::: Record set

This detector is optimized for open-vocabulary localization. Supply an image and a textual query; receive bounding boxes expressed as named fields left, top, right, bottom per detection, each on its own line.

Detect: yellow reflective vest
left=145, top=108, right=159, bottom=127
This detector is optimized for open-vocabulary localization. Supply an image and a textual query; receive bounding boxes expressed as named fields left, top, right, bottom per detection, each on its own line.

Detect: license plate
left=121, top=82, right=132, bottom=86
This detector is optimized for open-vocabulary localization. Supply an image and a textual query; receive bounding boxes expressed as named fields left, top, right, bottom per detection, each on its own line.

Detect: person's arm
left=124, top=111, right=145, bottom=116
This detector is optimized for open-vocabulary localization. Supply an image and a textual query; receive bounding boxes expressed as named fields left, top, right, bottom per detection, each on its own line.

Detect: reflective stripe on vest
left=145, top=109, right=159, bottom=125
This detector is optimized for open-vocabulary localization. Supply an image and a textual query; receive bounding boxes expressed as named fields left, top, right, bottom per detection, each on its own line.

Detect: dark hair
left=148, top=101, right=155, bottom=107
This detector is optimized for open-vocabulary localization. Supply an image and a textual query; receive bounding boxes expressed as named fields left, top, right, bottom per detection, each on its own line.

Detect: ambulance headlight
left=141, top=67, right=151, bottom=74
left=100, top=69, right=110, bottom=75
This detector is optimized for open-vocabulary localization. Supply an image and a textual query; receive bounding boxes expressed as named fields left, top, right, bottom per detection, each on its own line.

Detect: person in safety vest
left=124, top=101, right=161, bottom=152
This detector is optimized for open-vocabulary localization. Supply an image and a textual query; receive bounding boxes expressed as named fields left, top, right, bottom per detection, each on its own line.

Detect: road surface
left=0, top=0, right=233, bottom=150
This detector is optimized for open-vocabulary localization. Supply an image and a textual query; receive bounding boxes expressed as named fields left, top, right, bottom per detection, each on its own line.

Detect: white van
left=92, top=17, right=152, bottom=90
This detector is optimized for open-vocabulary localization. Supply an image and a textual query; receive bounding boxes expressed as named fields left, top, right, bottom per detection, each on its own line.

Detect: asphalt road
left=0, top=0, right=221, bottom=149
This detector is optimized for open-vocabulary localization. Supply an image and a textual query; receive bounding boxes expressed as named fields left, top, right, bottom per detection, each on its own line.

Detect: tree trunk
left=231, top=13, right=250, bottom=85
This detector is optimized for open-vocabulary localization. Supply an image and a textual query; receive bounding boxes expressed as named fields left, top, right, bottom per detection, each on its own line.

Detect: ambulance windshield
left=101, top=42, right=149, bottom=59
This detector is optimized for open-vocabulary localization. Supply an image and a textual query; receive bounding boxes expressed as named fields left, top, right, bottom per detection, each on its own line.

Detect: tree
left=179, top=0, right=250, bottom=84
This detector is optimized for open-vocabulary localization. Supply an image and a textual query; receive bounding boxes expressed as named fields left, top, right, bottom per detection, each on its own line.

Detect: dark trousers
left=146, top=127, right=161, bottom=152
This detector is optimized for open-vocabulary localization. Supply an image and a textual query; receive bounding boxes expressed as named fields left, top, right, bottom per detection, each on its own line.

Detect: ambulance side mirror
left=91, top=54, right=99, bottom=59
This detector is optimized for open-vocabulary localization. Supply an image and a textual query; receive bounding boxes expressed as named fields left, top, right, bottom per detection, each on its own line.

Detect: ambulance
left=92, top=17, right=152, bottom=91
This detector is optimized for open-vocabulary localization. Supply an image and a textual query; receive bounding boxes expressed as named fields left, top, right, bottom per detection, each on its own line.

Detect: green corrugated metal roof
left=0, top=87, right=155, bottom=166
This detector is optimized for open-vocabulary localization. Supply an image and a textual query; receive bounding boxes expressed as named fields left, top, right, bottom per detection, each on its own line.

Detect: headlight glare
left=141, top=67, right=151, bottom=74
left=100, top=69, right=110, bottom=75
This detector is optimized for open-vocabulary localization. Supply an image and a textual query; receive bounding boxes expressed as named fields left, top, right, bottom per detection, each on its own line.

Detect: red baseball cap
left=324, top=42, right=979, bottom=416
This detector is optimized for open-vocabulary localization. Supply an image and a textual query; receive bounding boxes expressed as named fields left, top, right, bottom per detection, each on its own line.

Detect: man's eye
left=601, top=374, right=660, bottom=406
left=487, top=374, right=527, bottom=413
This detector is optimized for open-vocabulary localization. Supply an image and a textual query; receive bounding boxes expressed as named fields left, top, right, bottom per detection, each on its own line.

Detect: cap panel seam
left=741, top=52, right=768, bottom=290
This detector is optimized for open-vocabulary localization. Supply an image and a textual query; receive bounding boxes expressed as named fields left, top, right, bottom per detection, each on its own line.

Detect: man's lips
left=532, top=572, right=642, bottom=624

::::::

Aim of the task = Edit the lines above by replacing every "textual query" with "text prompt", and leave all other text unchanged.

Answer for the task =
This detector is optimized for open-vocabulary localization. Supply an image and a text prompt; receive bounding boxes expressed as named fields left, top, right, bottom per detection, each on its own line.

Detect: yellow reflective vest
left=145, top=108, right=159, bottom=127
This detector is optimized for open-vocabulary localization. Supply an image and a text prompt; receive bounding boxes expressed as named fields left, top, right, bottom per detection, each on its own line.

Detect: license plate
left=121, top=82, right=132, bottom=86
This detector is optimized for open-vocabulary localization. Supply an image and a text prompt; receive bounding boxes expressed as named fields left, top, right, bottom per detection, each on its own line.

Detect: person's arm
left=124, top=111, right=145, bottom=116
This detector is optimized for open-vocabulary localization. Supply an image and a text prompt; receive bounding boxes expressed as named fields left, top, right, bottom per detection, each on its own line.

Detect: reflective stripe on vest
left=145, top=109, right=159, bottom=125
This detector is optimized for open-vocabulary localization. Supply an image and a text prompt; receive bounding boxes expressed as named fields left, top, right, bottom per detection, each on its own line.

Detect: dark hair
left=148, top=101, right=155, bottom=107
This detector is optimized for open-vocabulary localization. Supply an image and a text prompt; receive bounding boxes expressed as named fields left, top, right, bottom per detection, each on its own line.

Detect: ambulance headlight
left=141, top=67, right=151, bottom=74
left=100, top=69, right=110, bottom=75
This detector is optimized for open-vocabulary localization. Supply an image and a text prompt; receive bounding boxes expressed as named fields left, top, right, bottom per detection, each on its own line.

Detect: person in safety vest
left=124, top=101, right=161, bottom=152
This detector is optimized for open-vocabulary localization. Supply an image and a text prompt; receive bounding boxes expressed as named fields left, top, right, bottom per detection, each on its own line.

Detect: road surface
left=0, top=0, right=233, bottom=150
This detector is optimized for open-vocabulary localization. Supply an image and a text prompt; receive bounding boxes expressed as named fields left, top, right, bottom per detection, each on its own line.

Detect: white van
left=92, top=17, right=152, bottom=90
This detector is optimized for open-vocabulary localization. Supply an image and a text prompt; receive bounding boxes expressed as named fields left, top, right, bottom per detection, each on its own line.

Detect: asphalt road
left=0, top=0, right=221, bottom=149
This detector is optimized for open-vocabulary localization. Supply an image and a text prompt; receive bounding boxes expressed as named fields left, top, right, bottom per detection, each on its own line.

Detect: tree trunk
left=231, top=13, right=250, bottom=85
This detector is optimized for open-vocabulary localization. Supply an image and a text prompt; receive bounding boxes expressed as named fields left, top, right, bottom per detection, each on its own line.

Detect: ambulance windshield
left=101, top=42, right=149, bottom=59
This detector is optimized for open-vocabulary localization. Supply an image and a text prompt; receive bounding boxes expressed as named fields left, top, right, bottom per detection, each on its own line.

Detect: tree
left=179, top=0, right=250, bottom=84
This detector is optimized for open-vocabulary localization. Supply an image and a text prompt; receive bounding boxes expressed as named fields left, top, right, bottom per detection, each on its own line.

Detect: dark trousers
left=146, top=127, right=161, bottom=152
This detector is optimized for open-vocabulary localization. Supply an image and a text prompt; receive bounding boxes expressed as named fields left, top, right, bottom per detection, each on its own line.

Detect: ambulance side mirror
left=91, top=54, right=99, bottom=59
This detector is optimized for open-vocabulary localization. Supply an image and a text prompt; receive bounding boxes expressed as named fields left, top, right, bottom per detection, each on its own line.

Detect: ambulance
left=92, top=17, right=152, bottom=91
This detector is optimized for open-vocabulary localization. Supply an image and a text prompt; receive bounding boxes expressed as named fields left, top, right, bottom per detection, each on its own line.

Detect: green corrugated metal roof
left=0, top=87, right=155, bottom=166
This detector is optimized for open-vocabulary localization. Supply an image and a text prompt; receive bounding boxes expressed as named fields left, top, right, bottom per detection, each on its own line.

Detect: headlight glare
left=141, top=67, right=151, bottom=74
left=100, top=69, right=110, bottom=75
This detector is optimized for open-vocabulary localization. Supply an image and a text prompt; receive bounding boxes expressed as named fields left, top, right, bottom per detection, each on its own line.

Detect: red baseball cap
left=324, top=42, right=979, bottom=416
This detector is optimized for open-vocabulary localization. Supply an image and a text prompt; receive bounding boxes expressed as named fields left, top, right, bottom per detection, each on its own line.

Detect: man's eye
left=601, top=374, right=660, bottom=406
left=487, top=374, right=527, bottom=413
This detector is optimized for open-vocabulary localization. Supply an image and a text prompt; receive bounding boxes expressed as named fields left, top, right, bottom per detection, each on its own line.

Detect: cap panel seam
left=741, top=52, right=768, bottom=290
This detector is optimized for open-vocabulary localization. Supply an image and a text prompt; receive bounding boxes expressed as named fields left, top, right, bottom per detection, each on its own line.

Detect: man's lips
left=532, top=572, right=642, bottom=624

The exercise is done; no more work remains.